BRIEF
Please copy the researcher profiles, beginning at the words "Ann Marie Craig" and stopping after "Biology Graduate Program.", and substitute "graduate student" for "postdoctoral fellow".

SELECTED PASSAGE

===============

Ann Marie Craig is professor of psychiatry and Canada Research Chair in Neurobiology at the University of British Columbia and is a member of the Royal Society of Canada. She began her studies on synapses as a postdoctoral fellow with Gary Banker and held previous faculty positions at the University of Illinois and at Washington University in St. Louis.
Charles Craik is a professor in the Department of Pharmaceutical Chemistry at the University of California, San Francisco (UCSF). He is also the founder and director of the Chemistry and Chemical Biology Graduate Program.
Gerald Crabtree is the David Korn Professor at Stanford University School of Medicine. He has been a Simons Foundation Autism Research Initiative Investigator since 2014 and a Howard Hughes Medical Institute investigator since 1988.
Craig Erickson specializes in research and clinical treatment involving persons with developmental disorders. His primary research focus is on new treatment development for fragile X syndrome, autism spectrum disorders and other related disorders.
He is the director of the Fragile X Research and Treatment Center and also serves as the director of research at the Kelly O'Leary Center for Autism Spectrum Disorders.

===============

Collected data

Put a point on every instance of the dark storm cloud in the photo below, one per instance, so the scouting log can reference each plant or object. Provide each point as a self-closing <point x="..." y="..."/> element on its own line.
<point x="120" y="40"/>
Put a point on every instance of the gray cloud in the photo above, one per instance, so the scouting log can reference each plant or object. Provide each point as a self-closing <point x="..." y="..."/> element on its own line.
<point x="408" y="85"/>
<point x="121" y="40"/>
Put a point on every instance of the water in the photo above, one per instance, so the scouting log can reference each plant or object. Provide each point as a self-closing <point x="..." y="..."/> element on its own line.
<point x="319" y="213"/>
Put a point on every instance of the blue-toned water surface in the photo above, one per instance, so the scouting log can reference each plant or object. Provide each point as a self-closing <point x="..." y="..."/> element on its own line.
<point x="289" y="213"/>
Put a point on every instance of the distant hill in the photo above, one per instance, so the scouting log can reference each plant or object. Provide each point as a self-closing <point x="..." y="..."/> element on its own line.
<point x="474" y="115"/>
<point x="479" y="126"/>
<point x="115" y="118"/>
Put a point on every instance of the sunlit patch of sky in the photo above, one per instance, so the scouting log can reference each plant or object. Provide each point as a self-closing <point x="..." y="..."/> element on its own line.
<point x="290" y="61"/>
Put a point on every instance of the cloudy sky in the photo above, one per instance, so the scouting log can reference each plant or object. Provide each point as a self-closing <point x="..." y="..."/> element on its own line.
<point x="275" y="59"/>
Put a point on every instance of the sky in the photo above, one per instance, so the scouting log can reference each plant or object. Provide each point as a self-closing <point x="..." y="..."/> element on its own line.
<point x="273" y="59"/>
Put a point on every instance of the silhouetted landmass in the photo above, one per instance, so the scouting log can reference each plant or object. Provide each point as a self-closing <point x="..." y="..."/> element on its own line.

===============

REPLY
Ann Marie Craig is professor of psychiatry and Canada Research Chair in Neurobiology at the University of British Columbia and is a member of the Royal Society of Canada. She began her studies on synapses as a graduate student with Gary Banker and held previous faculty positions at the University of Illinois and at Washington University in St. Louis.
Charles Craik is a professor in the Department of Pharmaceutical Chemistry at the University of California, San Francisco (UCSF). He is also the founder and director of the Chemistry and Chemical Biology Graduate Program.